What the exercise asks: Quote the listing in full, exactly as given, minus any pictures.

Rows from a dataset
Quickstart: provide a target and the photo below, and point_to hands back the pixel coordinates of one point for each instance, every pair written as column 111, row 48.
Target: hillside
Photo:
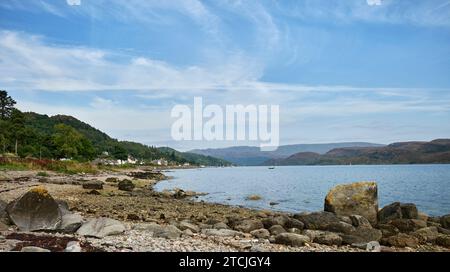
column 44, row 125
column 252, row 156
column 437, row 151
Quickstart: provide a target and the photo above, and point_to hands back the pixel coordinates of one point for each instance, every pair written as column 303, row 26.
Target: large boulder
column 35, row 210
column 359, row 198
column 101, row 227
column 292, row 239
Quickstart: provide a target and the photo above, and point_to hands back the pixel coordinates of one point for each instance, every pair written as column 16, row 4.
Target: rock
column 93, row 185
column 373, row 246
column 294, row 223
column 428, row 234
column 327, row 238
column 341, row 227
column 101, row 227
column 388, row 230
column 222, row 233
column 253, row 197
column 360, row 221
column 402, row 240
column 70, row 223
column 276, row 229
column 35, row 210
column 186, row 225
column 126, row 185
column 73, row 246
column 220, row 225
column 359, row 198
column 292, row 239
column 248, row 225
column 443, row 240
column 445, row 221
column 168, row 232
column 317, row 220
column 261, row 233
column 390, row 212
column 34, row 249
column 408, row 225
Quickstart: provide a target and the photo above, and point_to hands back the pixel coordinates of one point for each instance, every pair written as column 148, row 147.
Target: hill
column 437, row 151
column 252, row 156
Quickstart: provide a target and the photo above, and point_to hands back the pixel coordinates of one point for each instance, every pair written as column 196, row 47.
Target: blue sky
column 353, row 70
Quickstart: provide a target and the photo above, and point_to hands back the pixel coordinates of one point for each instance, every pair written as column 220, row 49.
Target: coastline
column 185, row 224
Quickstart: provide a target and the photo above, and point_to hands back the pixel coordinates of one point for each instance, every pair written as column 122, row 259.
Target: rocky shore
column 120, row 211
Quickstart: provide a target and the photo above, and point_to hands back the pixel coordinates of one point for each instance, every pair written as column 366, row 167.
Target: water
column 303, row 188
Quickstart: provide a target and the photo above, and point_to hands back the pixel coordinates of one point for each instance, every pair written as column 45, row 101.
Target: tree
column 6, row 105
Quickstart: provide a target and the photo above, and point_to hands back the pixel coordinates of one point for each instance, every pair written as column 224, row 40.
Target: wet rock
column 318, row 220
column 408, row 225
column 101, row 227
column 261, row 233
column 34, row 249
column 276, row 229
column 222, row 233
column 249, row 225
column 70, row 223
column 359, row 198
column 186, row 225
column 73, row 246
column 35, row 210
column 390, row 212
column 292, row 239
column 428, row 234
column 402, row 240
column 93, row 185
column 360, row 221
column 126, row 185
column 445, row 221
column 388, row 230
column 443, row 240
column 409, row 211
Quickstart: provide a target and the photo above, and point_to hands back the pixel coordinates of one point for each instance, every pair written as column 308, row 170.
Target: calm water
column 303, row 188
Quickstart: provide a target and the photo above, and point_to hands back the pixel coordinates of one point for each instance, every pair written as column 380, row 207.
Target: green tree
column 6, row 105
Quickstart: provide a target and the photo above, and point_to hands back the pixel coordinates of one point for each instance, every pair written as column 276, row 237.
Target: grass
column 65, row 167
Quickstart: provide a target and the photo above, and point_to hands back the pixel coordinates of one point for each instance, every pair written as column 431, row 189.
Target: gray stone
column 35, row 210
column 390, row 212
column 359, row 198
column 71, row 222
column 101, row 227
column 261, row 233
column 360, row 221
column 292, row 239
column 248, row 225
column 126, row 185
column 186, row 225
column 34, row 249
column 73, row 246
column 222, row 233
column 93, row 185
column 276, row 229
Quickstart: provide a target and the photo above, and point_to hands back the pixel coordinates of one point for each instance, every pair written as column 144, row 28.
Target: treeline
column 57, row 137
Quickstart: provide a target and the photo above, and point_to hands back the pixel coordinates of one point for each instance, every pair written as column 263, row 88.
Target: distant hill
column 44, row 125
column 437, row 151
column 252, row 156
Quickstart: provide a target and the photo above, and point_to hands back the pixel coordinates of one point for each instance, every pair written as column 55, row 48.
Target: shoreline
column 183, row 224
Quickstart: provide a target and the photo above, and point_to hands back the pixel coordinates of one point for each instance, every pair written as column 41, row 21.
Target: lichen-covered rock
column 359, row 198
column 292, row 239
column 35, row 210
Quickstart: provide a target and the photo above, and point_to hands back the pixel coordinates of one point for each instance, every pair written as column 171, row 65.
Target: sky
column 343, row 70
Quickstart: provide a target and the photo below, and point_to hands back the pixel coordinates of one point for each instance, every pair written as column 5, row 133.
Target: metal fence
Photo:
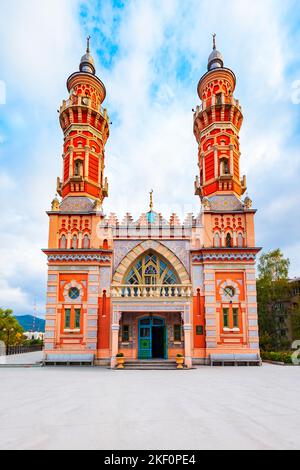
column 12, row 350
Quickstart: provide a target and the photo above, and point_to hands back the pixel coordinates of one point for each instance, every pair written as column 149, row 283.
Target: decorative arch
column 150, row 245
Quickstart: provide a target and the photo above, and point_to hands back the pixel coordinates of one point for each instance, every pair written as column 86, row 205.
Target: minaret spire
column 88, row 44
column 151, row 200
column 214, row 41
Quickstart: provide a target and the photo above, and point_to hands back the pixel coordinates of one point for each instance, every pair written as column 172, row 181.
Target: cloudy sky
column 150, row 54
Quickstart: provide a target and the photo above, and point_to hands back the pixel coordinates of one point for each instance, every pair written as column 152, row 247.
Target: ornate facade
column 151, row 288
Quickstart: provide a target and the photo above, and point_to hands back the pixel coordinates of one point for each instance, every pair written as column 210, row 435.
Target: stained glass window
column 67, row 318
column 77, row 318
column 150, row 269
column 74, row 293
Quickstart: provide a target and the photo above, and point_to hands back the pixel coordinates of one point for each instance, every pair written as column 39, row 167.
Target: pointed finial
column 214, row 41
column 88, row 44
column 151, row 199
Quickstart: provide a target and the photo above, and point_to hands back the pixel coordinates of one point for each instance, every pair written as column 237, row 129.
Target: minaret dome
column 87, row 64
column 215, row 59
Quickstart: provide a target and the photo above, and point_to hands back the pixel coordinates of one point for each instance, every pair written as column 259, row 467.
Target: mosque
column 151, row 288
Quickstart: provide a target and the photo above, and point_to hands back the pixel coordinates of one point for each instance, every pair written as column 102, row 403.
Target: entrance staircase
column 150, row 364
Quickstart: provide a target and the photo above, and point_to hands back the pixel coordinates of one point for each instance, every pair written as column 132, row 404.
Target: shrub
column 284, row 357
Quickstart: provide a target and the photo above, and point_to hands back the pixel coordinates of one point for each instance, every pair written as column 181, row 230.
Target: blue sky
column 150, row 54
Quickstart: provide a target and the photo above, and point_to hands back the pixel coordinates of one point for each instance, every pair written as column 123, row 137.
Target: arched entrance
column 152, row 340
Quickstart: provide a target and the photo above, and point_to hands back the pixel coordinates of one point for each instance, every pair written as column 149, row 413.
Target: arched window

Solution below:
Quickstart: provide a target and the photo below, and point_to hands back the pixel coordinates of one point for each instance, every pair written as column 111, row 48.
Target: hillside
Photo:
column 44, row 125
column 252, row 156
column 437, row 151
Quickstart: provide a target and the photo above, and point_to hands back the pixel coordinates of one point for each instance, every pair written as column 303, row 26.
Target: large boulder
column 35, row 210
column 359, row 198
column 101, row 227
column 292, row 239
Quickstart: provide a target and the photo above, and point_to hands back the pixel coordinates of one point for each instance, every pair written as column 16, row 4.
Target: rock
column 93, row 185
column 373, row 246
column 294, row 223
column 428, row 234
column 327, row 238
column 341, row 227
column 101, row 227
column 388, row 230
column 222, row 233
column 253, row 197
column 360, row 221
column 402, row 240
column 70, row 223
column 276, row 229
column 35, row 210
column 186, row 225
column 126, row 185
column 73, row 246
column 220, row 225
column 359, row 198
column 292, row 239
column 248, row 225
column 443, row 240
column 445, row 221
column 168, row 232
column 317, row 220
column 261, row 233
column 390, row 212
column 34, row 249
column 408, row 225
Quickstart: provide a target and the photo above, and point_to hands back the pixel coordinates of one point for each instance, every pair written as column 148, row 147.
Target: hill
column 437, row 151
column 252, row 156
Quickstart: provide a target and the photo above, and point_to hands back the pixel coordinates of one point for each instance, every pair written as column 196, row 47.
Target: blue sky
column 353, row 70
Quickstart: provide a target and the photo above, and point_to hands back the pixel coordinates of one point for each instance, every pair written as column 220, row 49.
Target: coastline
column 185, row 224
Quickstart: provide a target and the photo above, and point_to hands back the pixel coordinates of one point for each instance, every pair written as column 122, row 259.
Target: rocky shore
column 120, row 211
Quickstart: provide a target and the photo above, and point_to hands back the pixel coordinates of one point for each instance, every pair written as column 366, row 167.
Target: water
column 303, row 188
Quickstart: provide a target and the photo above, and point_to hands back the pixel coordinates of one point for each instance, every pair written as column 45, row 101.
Target: tree
column 6, row 105
Quickstart: provide a target and the photo above, and point_to hands back the pixel coordinates of one point for each instance, every pair written as column 224, row 40.
Target: wet rock
column 318, row 220
column 408, row 225
column 101, row 227
column 261, row 233
column 34, row 249
column 276, row 229
column 222, row 233
column 249, row 225
column 70, row 223
column 359, row 198
column 186, row 225
column 73, row 246
column 35, row 210
column 390, row 212
column 292, row 239
column 428, row 234
column 402, row 240
column 93, row 185
column 360, row 221
column 126, row 185
column 445, row 221
column 388, row 230
column 443, row 240
column 409, row 211
Quickstart: provide a target and the photo above, and point_to hands back the pixel coordinates of one point for each instance, every pair written as column 308, row 170.
Target: calm water
column 303, row 188
Quickstart: provide a target and the photo above, and point_to hands back the pixel coordinates of one point for each instance, every pair written as column 380, row 207.
Target: green tree
column 6, row 105
Quickstart: provide a target and the photo above, and point_to hands back the pixel coordinates of one point for each instance, every pair written as column 276, row 237.
Target: grass
column 65, row 167
Quickstart: provide a target and the photo above, and point_to hands back the pixel coordinates of one point for each instance, every pair written as column 431, row 189.
Target: gray stone
column 35, row 210
column 390, row 212
column 359, row 198
column 71, row 222
column 101, row 227
column 261, row 233
column 360, row 221
column 292, row 239
column 248, row 225
column 126, row 185
column 186, row 225
column 34, row 249
column 73, row 246
column 222, row 233
column 93, row 185
column 276, row 229
Quickstart: provide a target and the photo above, and point_to hands back the pixel coordinates of one point for each instance, every pair written as column 144, row 28.
Target: treeline
column 57, row 137
Quickstart: provide a target and the photo above, and point_to hands back the pixel coordinates of one point for each instance, every pair written as column 263, row 88.
Target: distant hill
column 44, row 125
column 437, row 151
column 252, row 156
Quickstart: provide a target and the photo above, and point_to hands back the pixel coordinates of one point for each instance, every pair written as column 55, row 48.
Target: shoreline
column 183, row 224
Quickstart: provide a target and the photo above, and point_to hands back the pixel coordinates of one point for each instance, every pair written as column 41, row 21.
Target: lichen-covered rock
column 359, row 198
column 292, row 239
column 35, row 210
Quickstart: provide a target and the photo above, and point_to hands back the pixel coordinates of one point for each instance, every pair written as column 171, row 65.
Target: sky
column 343, row 70
Quickstart: provide a target and the photo below, and point_to hands back the pixel coordinates of one point for each instance, every pair written as column 5, row 133.
Target: metal fence
Photo:
column 12, row 350
Quickstart: provide a target and the photo above, and point_to hands back the pixel coordinates of one point for each instance, every pair written as column 149, row 283.
Target: decorative arch
column 150, row 245
Quickstart: provide a target and the photo above, and point_to hands back the pixel coordinates of one point for each instance, every pair written as column 86, row 205.
Target: minaret spire
column 88, row 44
column 151, row 200
column 214, row 41
Quickstart: provide a target and the photo above, and point_to hands back the pixel coordinates of one point for each instance, every pair written as column 172, row 181.
Target: cloudy sky
column 150, row 54
Quickstart: provide a target and the photo above, and point_to hands back the pixel coordinates of one point for each instance, every pair written as column 152, row 247.
Target: ornate facade
column 151, row 288
Quickstart: provide a target and the photo above, and point_to hands back the pixel coordinates of one point for each instance, every pair written as column 210, row 435.
Target: stained glass window
column 67, row 318
column 77, row 318
column 150, row 269
column 74, row 293
Quickstart: provide a target and the photo above, and point_to hands back the pixel coordinates of one point for each instance, every pair written as column 39, row 167.
Target: pointed finial
column 214, row 41
column 88, row 44
column 151, row 199
Quickstart: provide a target and the photo above, and point_to hands back the pixel coordinates of one point for each instance, every pair written as column 237, row 129.
Target: minaret dome
column 87, row 64
column 215, row 59
Quickstart: provide a target and the photo above, and point_to hands back the pixel coordinates of one point for each instance, every pair written as column 259, row 467.
Target: mosque
column 151, row 288
Quickstart: provide a target and the photo above, and point_to hands back the pixel coordinates of one point for each instance, every pair written as column 102, row 403.
Target: entrance staircase
column 150, row 364
Quickstart: provide a target and the photo above, and point_to hands back the pixel coordinates of one point for each instance, every pair written as column 132, row 404.
Target: shrub
column 284, row 357
Quickstart: provide a target and the photo above, and point_to hands back the pixel coordinates of one point for each instance, every pair written as column 181, row 230.
Target: blue sky
column 150, row 54
Quickstart: provide a target and the photo above, and point_to hands back the pixel coordinates of one point for each instance, every pair written as column 123, row 137.
Target: arched entrance
column 152, row 340
Quickstart: provide a target and the photo above, and point_to hands back the pixel coordinates of one point for each instance, every pair written as column 149, row 413.
Target: arched window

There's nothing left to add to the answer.